== Page ==

Downstairs, I swore I saw Fanny outside the window, carelessly reading under the tree. I watch her from the sofa, as he would have, unable to join as he grew weaker and weaker from his illness. For a time, Fanny nursed Keats. Before his departure for Italy, they exchanged locks of hair. She lined his traveling hat with silk and gave him her white cornelian, a stone he kept on him continually.

Now in the garden, I survey the home. Here, where he composed his best poetry, I got to know the more authentic side of the man. It felt intimate. I left as a close friend of his, grateful to have met the real Keats.

Keats-Shelley Memorial House
Rome

The Spanish Steps and I bake under the summer sun as I press through tourists posing for photos and hawkers selling roses. The heat is intolerable, so I slip into the unassuming house next door. It is the house Keats died in and which now stands as a shrine to the Romantics.

The house was bought by the Keats-Shelley Memorial Association in 1906. Now it houses more than 8,000 books of Romantic literature—the largest collection in the world.

When I first enter, it feels suffocating. The air is musty, perhaps leftover from the former inhabitants. Eventually, the sensation abates, and I’m left in stillness to pore over every wooden bookshelf and aged letter in the room.

I start against the window, with the traveling desk which an eighteen-year-old Mary Shelley might’ve used to write Frankenstein, the book that would inspire a generation of Gothic literature and give birth to the science fiction genre. Behind glass, I marvel at how well-preserved the locks of Keats’s and Shelley’s hair are. Looming atop a bookcase like Poe’s raven are busts of Shelley and Keats. On the walls, Keats’s death mask, Byron’s Carnival mask, countless portraits, poems, manuscripts, and an urn containing part of Percy Shelley’s jawbone. It borders on obsessive. Luckily, I am a little obsessed.

===

■ **Task list**
(A) Answer these questions about the Keats travel essay:
(i) What did Fanny line Keats's traveling hat with?
(ii) In what year did the Keats-Shelley Memorial Association buy the house in Rome?
(iii) How many books of Romantic literature does that house now hold?
(B) Write the next part of the Keats travel essay, picking up after its final sentence.
The entries after the Keats travel essay are separate material, unrelated to it.

== Stored records ==

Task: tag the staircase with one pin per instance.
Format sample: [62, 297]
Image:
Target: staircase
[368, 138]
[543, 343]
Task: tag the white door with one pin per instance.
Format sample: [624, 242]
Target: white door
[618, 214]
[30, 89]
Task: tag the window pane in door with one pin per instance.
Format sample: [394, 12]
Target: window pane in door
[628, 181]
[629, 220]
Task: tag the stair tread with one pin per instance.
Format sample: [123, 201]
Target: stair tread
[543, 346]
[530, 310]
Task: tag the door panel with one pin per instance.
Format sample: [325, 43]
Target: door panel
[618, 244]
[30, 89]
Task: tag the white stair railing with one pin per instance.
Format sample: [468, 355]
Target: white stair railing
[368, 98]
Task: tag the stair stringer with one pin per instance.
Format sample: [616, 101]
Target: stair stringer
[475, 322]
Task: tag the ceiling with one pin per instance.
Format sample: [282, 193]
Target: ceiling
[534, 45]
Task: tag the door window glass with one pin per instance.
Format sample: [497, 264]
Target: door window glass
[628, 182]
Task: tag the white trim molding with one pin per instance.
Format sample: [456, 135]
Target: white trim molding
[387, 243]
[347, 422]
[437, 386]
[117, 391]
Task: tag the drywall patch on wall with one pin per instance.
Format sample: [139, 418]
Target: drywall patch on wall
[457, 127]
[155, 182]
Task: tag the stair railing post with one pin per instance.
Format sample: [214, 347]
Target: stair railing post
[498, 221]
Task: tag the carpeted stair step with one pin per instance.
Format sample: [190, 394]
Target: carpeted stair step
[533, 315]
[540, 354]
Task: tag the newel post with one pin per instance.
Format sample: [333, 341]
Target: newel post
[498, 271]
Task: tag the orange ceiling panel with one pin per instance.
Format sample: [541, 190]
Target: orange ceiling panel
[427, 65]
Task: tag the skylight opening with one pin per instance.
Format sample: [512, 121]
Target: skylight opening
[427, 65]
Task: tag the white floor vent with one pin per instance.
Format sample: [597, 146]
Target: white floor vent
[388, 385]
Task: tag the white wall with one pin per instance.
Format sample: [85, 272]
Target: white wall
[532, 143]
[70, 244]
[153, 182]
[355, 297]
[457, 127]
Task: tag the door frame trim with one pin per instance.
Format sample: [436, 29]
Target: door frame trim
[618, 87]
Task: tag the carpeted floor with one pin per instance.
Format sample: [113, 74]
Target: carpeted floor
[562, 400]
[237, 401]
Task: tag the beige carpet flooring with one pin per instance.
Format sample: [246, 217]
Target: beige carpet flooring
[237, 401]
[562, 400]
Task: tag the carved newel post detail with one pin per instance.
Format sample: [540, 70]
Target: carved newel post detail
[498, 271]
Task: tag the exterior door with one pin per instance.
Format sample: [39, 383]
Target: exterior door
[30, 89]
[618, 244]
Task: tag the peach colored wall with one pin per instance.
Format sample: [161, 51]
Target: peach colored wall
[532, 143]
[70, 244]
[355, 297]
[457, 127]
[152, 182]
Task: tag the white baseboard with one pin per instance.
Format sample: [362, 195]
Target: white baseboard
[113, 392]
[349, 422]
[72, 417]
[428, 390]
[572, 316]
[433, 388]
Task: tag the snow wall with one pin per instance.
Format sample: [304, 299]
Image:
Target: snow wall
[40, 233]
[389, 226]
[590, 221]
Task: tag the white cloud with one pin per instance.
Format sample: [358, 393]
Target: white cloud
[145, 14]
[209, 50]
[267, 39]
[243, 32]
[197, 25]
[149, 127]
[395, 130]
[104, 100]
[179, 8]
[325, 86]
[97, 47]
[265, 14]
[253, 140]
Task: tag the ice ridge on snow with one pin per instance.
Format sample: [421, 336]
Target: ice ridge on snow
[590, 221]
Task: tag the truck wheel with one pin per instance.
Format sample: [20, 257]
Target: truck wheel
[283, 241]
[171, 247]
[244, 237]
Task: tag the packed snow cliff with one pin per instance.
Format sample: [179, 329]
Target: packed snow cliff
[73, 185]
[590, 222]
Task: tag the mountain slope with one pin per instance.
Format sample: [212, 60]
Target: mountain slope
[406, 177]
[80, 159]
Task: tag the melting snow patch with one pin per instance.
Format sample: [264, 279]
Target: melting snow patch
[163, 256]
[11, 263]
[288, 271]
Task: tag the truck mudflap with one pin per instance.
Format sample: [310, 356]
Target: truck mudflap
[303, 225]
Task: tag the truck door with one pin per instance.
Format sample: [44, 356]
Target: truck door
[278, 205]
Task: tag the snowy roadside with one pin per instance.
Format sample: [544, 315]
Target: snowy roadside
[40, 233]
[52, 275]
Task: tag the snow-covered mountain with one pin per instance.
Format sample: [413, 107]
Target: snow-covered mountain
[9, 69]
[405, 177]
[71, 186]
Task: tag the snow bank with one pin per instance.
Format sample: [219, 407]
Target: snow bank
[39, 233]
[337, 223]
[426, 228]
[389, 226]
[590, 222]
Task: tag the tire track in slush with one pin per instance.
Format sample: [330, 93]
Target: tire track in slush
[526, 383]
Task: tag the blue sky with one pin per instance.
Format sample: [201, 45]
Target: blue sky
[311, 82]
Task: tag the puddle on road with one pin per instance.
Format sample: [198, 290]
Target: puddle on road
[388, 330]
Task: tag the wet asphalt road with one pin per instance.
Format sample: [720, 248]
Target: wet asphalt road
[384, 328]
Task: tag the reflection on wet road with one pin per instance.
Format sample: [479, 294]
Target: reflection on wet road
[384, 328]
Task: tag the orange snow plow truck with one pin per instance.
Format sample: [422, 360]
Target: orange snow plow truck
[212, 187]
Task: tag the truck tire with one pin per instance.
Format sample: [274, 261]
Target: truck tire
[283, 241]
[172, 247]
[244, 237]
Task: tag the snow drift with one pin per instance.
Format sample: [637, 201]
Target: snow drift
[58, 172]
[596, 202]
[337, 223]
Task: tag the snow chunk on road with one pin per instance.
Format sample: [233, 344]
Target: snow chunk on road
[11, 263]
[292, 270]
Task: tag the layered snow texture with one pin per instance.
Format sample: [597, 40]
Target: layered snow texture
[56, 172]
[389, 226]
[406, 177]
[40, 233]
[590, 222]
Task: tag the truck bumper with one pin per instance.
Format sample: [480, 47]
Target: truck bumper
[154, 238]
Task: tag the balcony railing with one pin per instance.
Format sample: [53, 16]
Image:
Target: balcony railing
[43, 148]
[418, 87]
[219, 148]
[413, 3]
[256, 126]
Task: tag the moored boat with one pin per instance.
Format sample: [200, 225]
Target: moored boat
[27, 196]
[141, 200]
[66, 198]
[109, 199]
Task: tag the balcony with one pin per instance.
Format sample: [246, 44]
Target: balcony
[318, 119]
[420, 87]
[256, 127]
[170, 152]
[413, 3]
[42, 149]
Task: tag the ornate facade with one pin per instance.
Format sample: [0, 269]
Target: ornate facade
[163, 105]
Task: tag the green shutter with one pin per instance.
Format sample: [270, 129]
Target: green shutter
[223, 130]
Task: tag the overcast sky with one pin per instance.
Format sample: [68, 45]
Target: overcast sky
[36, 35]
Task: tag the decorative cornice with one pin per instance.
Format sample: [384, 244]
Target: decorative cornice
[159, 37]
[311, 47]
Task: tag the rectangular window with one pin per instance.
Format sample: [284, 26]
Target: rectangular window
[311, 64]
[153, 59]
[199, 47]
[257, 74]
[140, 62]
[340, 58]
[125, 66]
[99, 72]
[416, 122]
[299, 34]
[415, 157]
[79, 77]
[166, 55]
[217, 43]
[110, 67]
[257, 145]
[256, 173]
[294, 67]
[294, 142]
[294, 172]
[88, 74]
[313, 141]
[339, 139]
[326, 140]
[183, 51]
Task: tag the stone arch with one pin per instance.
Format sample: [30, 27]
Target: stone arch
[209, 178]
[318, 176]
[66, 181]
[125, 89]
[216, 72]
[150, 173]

===

■ **Exercise responses**
(A)
(i) Silk.
(ii) 1906.
(iii) More than 8,000.

(B)
In the adjoining room, I see where Joseph Severn nursed Keats in the terminal stages of his illness. On the wall opposite the bed, a heartbreaking letter from Severn about Keats’s last night on Earth reads, “I am broken down beyond my strength. I cannot be left alone.” After Keats’s death, Fanny Brawne carried on a mail correspondence with Keats’s sister Frances. Each understood the other’s grief and loss in a way no one else could. While we get to know Keats through his letter to Fanny, we get to know Fanny through her letters to Frances. (None of Fanny’s letters to Keats survive.)

Another couple wait impatiently behind me, and I awkwardly shuffle past them into the space at the foot of the bed. I watch the world out the window as Keats had. I remember that one of the houses on this block is where Byron began writing Canto IV of Childe Harold’s Pilgrimage in 1817.

The room fills up. I decide it’s time to rejoin the real world and its blistering heat. I commit every uneven floorboard to memory and draw in a final, deep breath of the place.

These beauteous forms, Through a long absence, have not been to me As is a landscape to a blind man’s eye: But oft, in lonely rooms, and ’mid the din Of towns and cities, I have owed to them, In hours of weariness, sensations sweet, Felt in the blood, and felt along the heart … —from “Lines Composed a Few Miles Above Tintern Abbey” by William Wordsworth ©matthi:shutterstock.com

The Non-Catholic Cemetery
Rome

“Go thou to Rome—at once the Paradise, the grave, the city, and the wilderness,” writes Shelley in “Adonais,” his elegy for the departed Keats. Not long after Shelley published “Adonais,” he drowned (under mysterious circumstances) in Italy. A copy of Keats’s poetry was found on his body, and now they’re both interred in the same cemetery.

For fans of the Romantics, Rome is an Elysium, and “the holiest place in Rome” (as Oscar Wilde put it) is the Non-Catholic Cemetery. It combines my love of poets, cemeteries, and cats in one utterly spellbinding locale.

A pebbled walkway leads through a mess of low-hanging branches, and I emerge into another world. The towering Pyramid of Cestus casts its shadow over the clearing. The feline residents, or i gatti della piramide (the cats of the pyramid) roam the grounds.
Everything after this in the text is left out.